:: Instructions to follow ::
Please write out exactly the lines of the data below from the line holding "[point] white husky" through the line holding "[point] tree (one", and leave out the rest.

■ ■ ■

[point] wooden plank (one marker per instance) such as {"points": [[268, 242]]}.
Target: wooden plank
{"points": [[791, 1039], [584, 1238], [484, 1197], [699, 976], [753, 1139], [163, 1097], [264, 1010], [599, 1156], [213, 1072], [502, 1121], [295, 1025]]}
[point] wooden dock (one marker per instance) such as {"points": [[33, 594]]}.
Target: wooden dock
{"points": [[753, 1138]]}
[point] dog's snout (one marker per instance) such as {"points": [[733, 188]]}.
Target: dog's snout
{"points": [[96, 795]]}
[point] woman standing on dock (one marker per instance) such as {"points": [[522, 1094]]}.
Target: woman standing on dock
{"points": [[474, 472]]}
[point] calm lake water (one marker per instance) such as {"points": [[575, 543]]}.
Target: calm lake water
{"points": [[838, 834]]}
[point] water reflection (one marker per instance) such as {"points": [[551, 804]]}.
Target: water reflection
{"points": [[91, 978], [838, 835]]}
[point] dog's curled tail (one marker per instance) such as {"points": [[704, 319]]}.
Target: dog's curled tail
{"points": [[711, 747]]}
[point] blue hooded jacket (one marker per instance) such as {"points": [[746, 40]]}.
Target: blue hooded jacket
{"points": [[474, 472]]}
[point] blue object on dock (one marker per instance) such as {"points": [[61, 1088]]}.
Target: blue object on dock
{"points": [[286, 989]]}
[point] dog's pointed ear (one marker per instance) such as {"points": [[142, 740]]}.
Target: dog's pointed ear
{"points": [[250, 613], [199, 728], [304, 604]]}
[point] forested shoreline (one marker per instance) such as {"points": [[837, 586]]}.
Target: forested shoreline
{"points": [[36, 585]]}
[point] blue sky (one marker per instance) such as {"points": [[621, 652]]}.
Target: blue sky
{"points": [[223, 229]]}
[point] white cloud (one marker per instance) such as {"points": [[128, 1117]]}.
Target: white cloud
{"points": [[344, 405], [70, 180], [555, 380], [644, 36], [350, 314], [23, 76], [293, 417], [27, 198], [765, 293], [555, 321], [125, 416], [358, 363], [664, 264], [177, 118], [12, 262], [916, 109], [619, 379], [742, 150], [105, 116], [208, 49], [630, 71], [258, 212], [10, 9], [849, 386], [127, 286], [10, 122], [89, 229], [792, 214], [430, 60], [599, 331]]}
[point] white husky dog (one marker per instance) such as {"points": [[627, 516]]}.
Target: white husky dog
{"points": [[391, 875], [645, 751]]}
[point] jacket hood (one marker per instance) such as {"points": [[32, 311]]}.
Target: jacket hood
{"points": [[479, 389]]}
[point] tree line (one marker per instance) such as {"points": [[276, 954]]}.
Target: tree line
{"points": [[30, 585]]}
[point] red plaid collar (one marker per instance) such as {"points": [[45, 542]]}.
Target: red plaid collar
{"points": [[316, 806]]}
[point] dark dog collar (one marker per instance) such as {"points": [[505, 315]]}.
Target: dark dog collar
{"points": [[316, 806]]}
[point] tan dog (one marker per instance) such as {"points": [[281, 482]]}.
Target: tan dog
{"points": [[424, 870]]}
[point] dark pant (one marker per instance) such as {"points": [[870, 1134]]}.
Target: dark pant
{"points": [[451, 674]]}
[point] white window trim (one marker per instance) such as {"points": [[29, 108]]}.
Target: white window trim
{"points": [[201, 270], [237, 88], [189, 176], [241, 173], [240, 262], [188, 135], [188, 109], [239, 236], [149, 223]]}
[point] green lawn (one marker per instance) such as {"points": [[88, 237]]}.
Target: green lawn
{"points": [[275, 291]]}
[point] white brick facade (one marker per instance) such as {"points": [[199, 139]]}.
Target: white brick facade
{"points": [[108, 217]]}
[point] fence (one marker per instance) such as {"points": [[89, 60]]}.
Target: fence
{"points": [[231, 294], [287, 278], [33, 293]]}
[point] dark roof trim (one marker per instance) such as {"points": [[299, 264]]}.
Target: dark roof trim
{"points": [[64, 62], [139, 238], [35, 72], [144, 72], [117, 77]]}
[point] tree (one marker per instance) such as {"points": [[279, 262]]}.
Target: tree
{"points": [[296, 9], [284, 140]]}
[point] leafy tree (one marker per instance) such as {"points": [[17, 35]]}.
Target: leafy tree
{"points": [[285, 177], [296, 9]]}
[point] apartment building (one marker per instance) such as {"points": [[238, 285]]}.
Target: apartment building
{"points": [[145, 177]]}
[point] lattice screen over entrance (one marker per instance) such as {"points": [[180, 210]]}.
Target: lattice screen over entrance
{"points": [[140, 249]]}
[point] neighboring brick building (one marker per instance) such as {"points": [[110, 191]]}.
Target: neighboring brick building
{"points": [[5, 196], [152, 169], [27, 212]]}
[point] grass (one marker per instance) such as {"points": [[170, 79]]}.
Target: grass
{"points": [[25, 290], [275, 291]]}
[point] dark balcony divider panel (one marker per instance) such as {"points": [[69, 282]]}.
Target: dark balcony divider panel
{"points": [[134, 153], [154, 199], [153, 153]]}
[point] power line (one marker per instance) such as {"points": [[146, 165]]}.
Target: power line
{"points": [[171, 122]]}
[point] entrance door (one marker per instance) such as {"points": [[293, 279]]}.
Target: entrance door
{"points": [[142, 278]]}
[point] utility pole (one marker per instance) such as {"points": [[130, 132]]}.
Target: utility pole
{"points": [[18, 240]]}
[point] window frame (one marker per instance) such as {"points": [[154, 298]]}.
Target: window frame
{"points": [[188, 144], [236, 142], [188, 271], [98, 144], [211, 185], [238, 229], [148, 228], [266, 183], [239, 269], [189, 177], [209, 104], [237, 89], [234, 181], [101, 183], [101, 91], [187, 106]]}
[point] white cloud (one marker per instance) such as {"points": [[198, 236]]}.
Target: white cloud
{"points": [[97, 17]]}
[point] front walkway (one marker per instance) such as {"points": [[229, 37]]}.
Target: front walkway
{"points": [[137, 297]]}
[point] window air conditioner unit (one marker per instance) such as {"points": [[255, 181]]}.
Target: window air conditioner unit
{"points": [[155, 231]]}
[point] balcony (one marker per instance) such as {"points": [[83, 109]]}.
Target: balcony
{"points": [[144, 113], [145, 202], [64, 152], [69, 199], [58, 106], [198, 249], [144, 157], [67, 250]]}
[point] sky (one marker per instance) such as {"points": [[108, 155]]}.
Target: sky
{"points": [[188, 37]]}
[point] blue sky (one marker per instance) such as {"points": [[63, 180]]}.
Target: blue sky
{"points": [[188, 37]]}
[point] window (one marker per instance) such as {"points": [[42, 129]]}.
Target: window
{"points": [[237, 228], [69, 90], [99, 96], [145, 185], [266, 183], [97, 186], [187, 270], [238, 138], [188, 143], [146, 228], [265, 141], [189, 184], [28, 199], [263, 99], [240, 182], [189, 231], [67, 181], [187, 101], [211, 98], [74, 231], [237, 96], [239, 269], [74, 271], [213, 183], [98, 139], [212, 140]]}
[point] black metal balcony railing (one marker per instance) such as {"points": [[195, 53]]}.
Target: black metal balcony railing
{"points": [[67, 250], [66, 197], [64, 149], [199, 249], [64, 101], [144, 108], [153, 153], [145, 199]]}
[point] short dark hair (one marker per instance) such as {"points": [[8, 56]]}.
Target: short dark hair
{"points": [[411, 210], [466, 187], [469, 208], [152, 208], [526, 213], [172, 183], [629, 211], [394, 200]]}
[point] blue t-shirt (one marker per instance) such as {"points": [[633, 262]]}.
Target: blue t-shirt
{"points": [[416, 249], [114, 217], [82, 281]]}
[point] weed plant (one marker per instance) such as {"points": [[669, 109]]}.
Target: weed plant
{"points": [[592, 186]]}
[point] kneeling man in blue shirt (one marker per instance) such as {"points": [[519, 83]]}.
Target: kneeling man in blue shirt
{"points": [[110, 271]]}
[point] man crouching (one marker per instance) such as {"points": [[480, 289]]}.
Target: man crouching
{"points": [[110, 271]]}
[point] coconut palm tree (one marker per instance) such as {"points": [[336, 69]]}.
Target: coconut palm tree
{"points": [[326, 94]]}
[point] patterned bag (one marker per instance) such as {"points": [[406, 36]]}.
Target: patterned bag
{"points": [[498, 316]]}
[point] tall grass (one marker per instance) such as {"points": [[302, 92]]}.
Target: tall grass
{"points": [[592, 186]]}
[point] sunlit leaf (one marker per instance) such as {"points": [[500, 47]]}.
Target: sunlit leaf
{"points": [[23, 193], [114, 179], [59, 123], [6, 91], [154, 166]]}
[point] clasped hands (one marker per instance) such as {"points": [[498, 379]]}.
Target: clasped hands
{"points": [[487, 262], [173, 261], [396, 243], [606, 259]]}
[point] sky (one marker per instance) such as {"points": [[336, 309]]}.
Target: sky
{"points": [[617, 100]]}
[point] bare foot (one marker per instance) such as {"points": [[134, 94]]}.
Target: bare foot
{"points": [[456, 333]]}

■ ■ ■

:: Exercise solution ::
[point] white husky dog (one marker per instance) such as {"points": [[627, 516]]}.
Target: white husky dog
{"points": [[391, 875], [645, 751]]}
[point] jacket hood (one marker per instance) such as {"points": [[32, 311]]}.
Target: jacket hood
{"points": [[479, 389]]}
[point] tree line (one marker per instance) such as {"points": [[276, 954]]}.
Target: tree line
{"points": [[30, 585]]}
[point] red plaid collar (one marker per instance) such as {"points": [[45, 542]]}.
Target: red plaid collar
{"points": [[316, 806]]}
[point] dark dog collar (one marker per instance) such as {"points": [[505, 315]]}.
Target: dark dog collar
{"points": [[316, 806]]}
[point] tan dog (one marker per instance) such as {"points": [[281, 482]]}.
Target: tan dog
{"points": [[424, 870]]}
[point] dark pant (one marker per instance) such as {"points": [[870, 1134]]}.
Target: dark pant
{"points": [[451, 674]]}
[point] white window trim (one marker per instance) such as {"points": [[29, 108]]}.
Target: white window trim
{"points": [[201, 270], [237, 88], [189, 176], [241, 173], [240, 262], [188, 135], [188, 109], [239, 236], [149, 223]]}
[point] green lawn (one marker per instance) such as {"points": [[88, 237]]}.
Target: green lawn
{"points": [[275, 291]]}
[point] white brick facade (one marker per instance) such as {"points": [[199, 139]]}.
Target: white brick facade
{"points": [[108, 217]]}
[point] fence (one marker per instance) such as {"points": [[89, 60]]}.
Target: fence
{"points": [[231, 294], [287, 278], [33, 293]]}
[point] dark roof trim (one marker per instance) such as {"points": [[299, 264]]}.
Target: dark roof trim
{"points": [[64, 62], [139, 238], [35, 72], [144, 72], [117, 77]]}
[point] tree (one marker per instance) such as {"points": [[279, 262]]}.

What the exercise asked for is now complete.